[begin SUPPLIED TEXT]

I dropped by the Toronto Reference Library today. Designed by Raymond Moriyama, it’s one of the loveliest interiors in the city: huge, airy, impressive and yet intimate, with plenty of natural light, water sculptures decorating the ground floor, and generous skylit reading areas. The north end has a stunning view of Rosedale Valley and the uptown towers of Yonge Street. The only real downer (aside from the rather bleak expanses of blank brick on the outside) is the fact that all the upper floors ring a giant atrium, making it necessary to walk all the way around them if you’re headed for the opposite corner.

It’s part of a period in architecture that I particularly love, for reasons I can’t quite put my finger on: those buildings that were built by governments in the 1960s and ‘70s. Although they vary widely, there’s a distinctive feel to them, and some common elements, like the use of 45-degree angles and circular forms, lots of brick and warm colours, and vanes to cut down glare and break up blank ceilings.

Those subways that were built in the ‘60s and ‘70s are great examples. I happened on a book about the Montreal Metro recently that was full of this sort of thing: strikingly patterned concrete, angled walls, integrated art and so on. The contemporary stations I’ve seen in Boston and other cities are similar. (Check out Matt McLauchlin’s loving tribute, Montréal By Metro.)

[end SUPPLIED TEXT]
[begin EXTRACTED INFORMATION]

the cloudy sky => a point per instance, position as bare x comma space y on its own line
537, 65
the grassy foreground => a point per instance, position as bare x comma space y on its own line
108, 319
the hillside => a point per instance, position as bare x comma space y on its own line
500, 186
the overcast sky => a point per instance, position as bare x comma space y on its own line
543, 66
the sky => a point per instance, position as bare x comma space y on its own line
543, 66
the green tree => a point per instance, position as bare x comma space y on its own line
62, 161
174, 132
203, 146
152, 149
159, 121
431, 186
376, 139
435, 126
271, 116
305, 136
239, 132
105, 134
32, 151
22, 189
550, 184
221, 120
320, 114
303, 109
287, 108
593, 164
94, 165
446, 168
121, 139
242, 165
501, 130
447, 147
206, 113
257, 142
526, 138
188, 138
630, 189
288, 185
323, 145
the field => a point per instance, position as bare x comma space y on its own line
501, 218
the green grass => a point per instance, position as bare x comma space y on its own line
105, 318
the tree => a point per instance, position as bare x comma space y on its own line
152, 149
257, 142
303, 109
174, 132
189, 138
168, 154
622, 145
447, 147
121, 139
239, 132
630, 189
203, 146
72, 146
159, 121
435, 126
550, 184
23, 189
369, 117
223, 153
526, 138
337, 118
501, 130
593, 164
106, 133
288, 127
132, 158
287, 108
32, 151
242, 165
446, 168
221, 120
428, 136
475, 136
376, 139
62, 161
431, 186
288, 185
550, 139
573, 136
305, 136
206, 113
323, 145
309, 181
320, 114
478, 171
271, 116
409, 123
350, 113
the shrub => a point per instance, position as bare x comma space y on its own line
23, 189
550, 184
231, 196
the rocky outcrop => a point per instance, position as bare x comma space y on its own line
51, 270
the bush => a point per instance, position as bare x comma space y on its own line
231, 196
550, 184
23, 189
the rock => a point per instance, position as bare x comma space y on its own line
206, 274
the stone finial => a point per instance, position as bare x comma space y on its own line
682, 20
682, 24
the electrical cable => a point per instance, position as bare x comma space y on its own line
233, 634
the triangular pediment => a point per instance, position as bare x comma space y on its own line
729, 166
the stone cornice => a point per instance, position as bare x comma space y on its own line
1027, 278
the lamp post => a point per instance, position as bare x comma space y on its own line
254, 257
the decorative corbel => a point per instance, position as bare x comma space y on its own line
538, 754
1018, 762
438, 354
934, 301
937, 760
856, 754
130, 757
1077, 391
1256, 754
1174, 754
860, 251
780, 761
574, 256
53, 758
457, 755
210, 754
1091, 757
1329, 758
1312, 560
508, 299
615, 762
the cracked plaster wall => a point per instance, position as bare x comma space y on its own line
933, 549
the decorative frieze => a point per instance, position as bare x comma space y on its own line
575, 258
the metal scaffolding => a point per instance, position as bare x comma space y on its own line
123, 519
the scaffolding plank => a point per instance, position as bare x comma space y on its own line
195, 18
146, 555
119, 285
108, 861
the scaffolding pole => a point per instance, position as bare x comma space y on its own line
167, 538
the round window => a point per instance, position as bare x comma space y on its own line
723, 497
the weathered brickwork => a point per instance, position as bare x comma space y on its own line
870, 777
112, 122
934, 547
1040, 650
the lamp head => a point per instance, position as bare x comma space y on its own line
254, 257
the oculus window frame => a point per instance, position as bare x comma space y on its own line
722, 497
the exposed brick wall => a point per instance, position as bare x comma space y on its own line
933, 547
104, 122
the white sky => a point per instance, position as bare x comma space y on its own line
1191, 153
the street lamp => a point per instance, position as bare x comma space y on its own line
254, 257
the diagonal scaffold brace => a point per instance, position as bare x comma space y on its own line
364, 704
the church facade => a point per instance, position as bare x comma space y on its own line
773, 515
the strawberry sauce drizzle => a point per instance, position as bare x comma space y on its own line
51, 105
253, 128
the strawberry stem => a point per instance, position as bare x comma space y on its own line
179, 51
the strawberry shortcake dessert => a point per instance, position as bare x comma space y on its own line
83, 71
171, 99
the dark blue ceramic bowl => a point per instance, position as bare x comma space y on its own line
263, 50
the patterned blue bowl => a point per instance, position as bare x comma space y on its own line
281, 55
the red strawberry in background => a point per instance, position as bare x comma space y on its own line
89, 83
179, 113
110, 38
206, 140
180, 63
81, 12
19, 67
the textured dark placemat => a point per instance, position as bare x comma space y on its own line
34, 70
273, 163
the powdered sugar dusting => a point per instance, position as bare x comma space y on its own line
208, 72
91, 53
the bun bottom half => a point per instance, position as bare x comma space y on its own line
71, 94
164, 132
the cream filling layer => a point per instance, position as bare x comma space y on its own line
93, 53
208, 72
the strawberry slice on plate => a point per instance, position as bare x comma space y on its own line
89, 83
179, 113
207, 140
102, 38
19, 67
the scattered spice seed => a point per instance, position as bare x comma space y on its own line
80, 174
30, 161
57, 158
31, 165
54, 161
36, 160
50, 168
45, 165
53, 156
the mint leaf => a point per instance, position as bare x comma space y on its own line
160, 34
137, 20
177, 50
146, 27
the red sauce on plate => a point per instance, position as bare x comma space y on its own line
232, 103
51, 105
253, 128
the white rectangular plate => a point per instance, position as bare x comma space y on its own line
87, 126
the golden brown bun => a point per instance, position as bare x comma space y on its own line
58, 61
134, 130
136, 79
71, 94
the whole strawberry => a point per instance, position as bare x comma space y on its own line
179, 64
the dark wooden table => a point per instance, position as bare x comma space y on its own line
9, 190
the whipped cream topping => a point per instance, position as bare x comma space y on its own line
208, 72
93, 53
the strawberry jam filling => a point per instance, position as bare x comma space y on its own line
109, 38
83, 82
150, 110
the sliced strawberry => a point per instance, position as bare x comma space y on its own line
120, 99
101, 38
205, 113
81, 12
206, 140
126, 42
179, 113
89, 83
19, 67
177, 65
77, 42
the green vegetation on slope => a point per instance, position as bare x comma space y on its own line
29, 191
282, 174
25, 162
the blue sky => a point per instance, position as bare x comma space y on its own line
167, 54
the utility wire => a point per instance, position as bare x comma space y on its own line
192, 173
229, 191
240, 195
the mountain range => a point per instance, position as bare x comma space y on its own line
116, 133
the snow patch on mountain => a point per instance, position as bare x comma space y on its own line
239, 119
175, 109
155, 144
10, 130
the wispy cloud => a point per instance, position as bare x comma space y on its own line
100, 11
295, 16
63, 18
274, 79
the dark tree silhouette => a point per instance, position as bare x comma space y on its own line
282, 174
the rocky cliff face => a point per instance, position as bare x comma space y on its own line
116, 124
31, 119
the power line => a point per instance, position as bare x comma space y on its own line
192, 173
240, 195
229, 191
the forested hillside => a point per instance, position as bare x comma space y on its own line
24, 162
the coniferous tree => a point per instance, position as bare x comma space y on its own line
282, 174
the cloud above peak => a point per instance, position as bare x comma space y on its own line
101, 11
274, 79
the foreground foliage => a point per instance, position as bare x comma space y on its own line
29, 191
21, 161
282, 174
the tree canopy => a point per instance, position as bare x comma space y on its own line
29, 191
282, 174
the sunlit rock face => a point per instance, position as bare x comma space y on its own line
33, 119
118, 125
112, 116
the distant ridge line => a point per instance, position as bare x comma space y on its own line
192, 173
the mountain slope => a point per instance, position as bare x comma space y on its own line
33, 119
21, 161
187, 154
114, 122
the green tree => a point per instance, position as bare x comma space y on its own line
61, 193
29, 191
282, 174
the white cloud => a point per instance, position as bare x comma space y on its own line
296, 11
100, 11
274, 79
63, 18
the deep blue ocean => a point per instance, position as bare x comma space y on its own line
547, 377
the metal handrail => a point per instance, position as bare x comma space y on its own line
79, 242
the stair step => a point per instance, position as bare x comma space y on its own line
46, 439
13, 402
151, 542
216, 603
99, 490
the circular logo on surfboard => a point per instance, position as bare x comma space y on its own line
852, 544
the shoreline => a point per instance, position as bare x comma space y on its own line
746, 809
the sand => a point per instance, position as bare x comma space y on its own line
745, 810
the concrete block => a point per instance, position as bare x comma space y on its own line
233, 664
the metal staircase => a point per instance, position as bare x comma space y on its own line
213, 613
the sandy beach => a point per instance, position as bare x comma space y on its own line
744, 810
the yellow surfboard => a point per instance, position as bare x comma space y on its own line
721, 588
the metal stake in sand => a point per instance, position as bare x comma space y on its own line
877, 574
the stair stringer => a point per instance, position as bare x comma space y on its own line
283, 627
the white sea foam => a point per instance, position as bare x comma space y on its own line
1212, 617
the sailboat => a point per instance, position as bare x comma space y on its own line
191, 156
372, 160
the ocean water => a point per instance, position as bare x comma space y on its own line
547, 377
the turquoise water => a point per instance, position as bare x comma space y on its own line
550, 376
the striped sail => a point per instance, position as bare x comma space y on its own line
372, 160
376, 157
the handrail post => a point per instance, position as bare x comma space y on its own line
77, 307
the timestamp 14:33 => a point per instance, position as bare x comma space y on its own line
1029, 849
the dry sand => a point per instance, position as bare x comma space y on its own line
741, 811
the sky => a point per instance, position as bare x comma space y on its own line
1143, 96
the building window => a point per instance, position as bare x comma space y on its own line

[end EXTRACTED INFORMATION]

» PROBLEMS TO WORK ON:
a - From the text about the Toronto Reference Library, list the common elements that the writer names for buildings that governments built in the 1960s and '70s.
b - Carry on the text about the Toronto Reference Library and 1960s–'70s government architecture from its final sentence.
The listing is separate material and has no connection to the text about the Toronto Reference Library.

» EXERCISE ANSWERS:
a -
- Use of 45-degree angles
- Circular forms
- Lots of brick
- Warm colors
- Vanes to cut down glare and break up blank ceilings

b -
In Toronto, the 1978 Spadina Line is the prime example, with eight unique stations (most of which, unfortunately, are in the median of a minor expressway). Eglinton West is warm and welcoming; Glencairn is quiet and curiously intimate, with lots of small walls to break up its space; Lawrence West has a mezzanine decorated in bright primary colours, while walls of plain concrete lend its platform a quiet dignity; Dupont, probably the most remarked-upon, is mysterious, simultaneously cave-like and futuristic with its round corners and giant circular lights. In their day, all the stations sported original artworks, though some have faded and some have had to be dismantled, notably Yorkdale’s vaulted ceiling of rainbow neon designed by Michael Hayden.

So what is it that I find so appealing about this era? I think it’s a feeling of genuine optimism and civic-mindedness. I’ve only lived in Toronto itself for a couple of years, but it didn’t take long to notice the sense many have of the 1970s as a kind of golden, enlightened age. New expressways were turned back by those living in their path; plans to scrap the city’s streetcar network were abandoned; alienating high-rise housing projects gave way to sensibly planned new neighborhoods. The future seemed bright and human.

I think we could use a little more of that right about now.